=== 掲載文 ===
最先端IT・エレクトロニクス総合展「CEATEC JAPAN 2013」に行った話の続きです

2013年10月08日 | イノベーション
 2013年10月1日から5日までの5日間、千葉市美浜区の幕張メッセで開催された、最先端IT・エレクトロニクス総合展「CEATEC JAPAN 2013」に行った話の続きです。

 エレクトロニクス総合展の主役である日本の大手電気メーカー各社は、4K液晶ディスプレィーなどの最先端技術の成果を盛り込んだ新製品や開発途上品を展示し、技術力や事業企画力などの実績と実力を示していました。

 シャープやパナソニック、ソニー、東芝、三菱電機、NECなどの大手電気メーカー各社の展示ブースには、大勢の来場者が集まり、日本企業の製品化や研究開発の達成度を見極めたいという姿勢が感じられました。

 以下、立ち寄った展示ブースをつまみ食い的に見た感想です。

 パナソニックは展示ブースの目立つ部分に、4K画質のネット動画を表示する液晶ディスプレィーを展示し、迫力ある動画によって入場者を集めていました。



 ソニーは4K画質の有機ELディスプレィーの開発途上品を展示し、やはり入場者を多数集めています。
===
## 作業の指示
上のCEATEC見学の文章から、「シャープやパナソニック、ソニ」を含む語句で始まり「って入場者を集めていました。」で終わる部分を、一字も変えずに抜き出すこと。
=== 記録一覧 ===
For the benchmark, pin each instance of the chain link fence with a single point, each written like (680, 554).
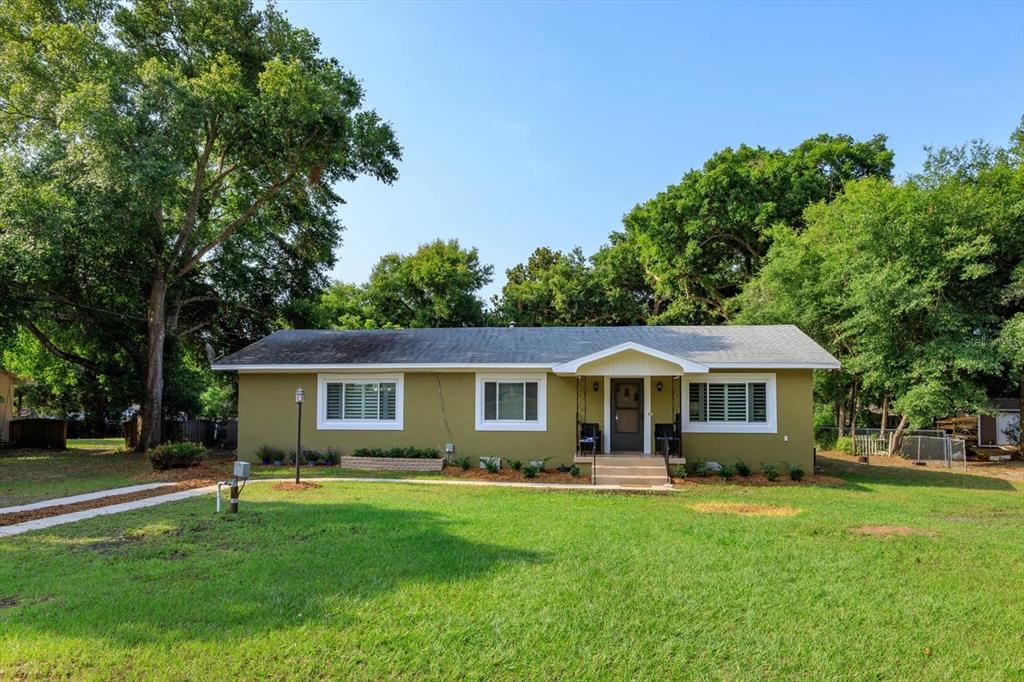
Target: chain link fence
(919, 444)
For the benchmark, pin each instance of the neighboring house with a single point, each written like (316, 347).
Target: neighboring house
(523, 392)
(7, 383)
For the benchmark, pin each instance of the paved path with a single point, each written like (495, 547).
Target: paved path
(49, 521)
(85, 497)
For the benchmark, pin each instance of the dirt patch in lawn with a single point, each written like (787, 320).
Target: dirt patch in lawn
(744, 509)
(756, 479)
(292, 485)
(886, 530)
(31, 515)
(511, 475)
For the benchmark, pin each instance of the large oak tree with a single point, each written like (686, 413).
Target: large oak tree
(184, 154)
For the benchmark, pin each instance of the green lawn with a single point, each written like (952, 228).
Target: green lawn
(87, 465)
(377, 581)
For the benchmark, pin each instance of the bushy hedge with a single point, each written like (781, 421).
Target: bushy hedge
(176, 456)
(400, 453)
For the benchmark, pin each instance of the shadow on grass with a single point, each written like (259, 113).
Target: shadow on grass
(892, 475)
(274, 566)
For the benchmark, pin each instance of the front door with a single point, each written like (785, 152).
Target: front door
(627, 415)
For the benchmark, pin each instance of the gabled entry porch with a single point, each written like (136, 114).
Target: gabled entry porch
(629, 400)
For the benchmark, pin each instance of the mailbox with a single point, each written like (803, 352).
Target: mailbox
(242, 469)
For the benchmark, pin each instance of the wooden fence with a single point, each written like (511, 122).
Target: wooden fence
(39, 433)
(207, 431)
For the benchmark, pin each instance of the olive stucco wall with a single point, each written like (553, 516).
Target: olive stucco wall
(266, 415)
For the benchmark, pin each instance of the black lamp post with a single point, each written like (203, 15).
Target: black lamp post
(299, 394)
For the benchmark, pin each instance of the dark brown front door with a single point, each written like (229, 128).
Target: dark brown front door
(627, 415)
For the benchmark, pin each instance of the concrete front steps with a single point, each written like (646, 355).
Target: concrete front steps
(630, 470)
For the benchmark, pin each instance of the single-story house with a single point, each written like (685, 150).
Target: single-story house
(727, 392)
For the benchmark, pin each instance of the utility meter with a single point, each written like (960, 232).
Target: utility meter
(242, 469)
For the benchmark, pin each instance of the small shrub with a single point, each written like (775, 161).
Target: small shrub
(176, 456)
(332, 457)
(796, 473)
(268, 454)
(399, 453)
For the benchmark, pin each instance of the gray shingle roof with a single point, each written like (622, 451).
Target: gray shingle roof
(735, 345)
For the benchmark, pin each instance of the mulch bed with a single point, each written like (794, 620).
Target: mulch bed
===
## 演習の結果
シャープやパナソニック、ソニー、東芝、三菱電機、NECなどの大手電気メーカー各社の展示ブースには、大勢の来場者が集まり、日本企業の製品化や研究開発の達成度を見極めたいという姿勢が感じられました。

 以下、立ち寄った展示ブースをつまみ食い的に見た感想です。

 パナソニックは展示ブースの目立つ部分に、4K画質のネット動画を表示する液晶ディスプレィーを展示し、迫力ある動画によって入場者を集めていました。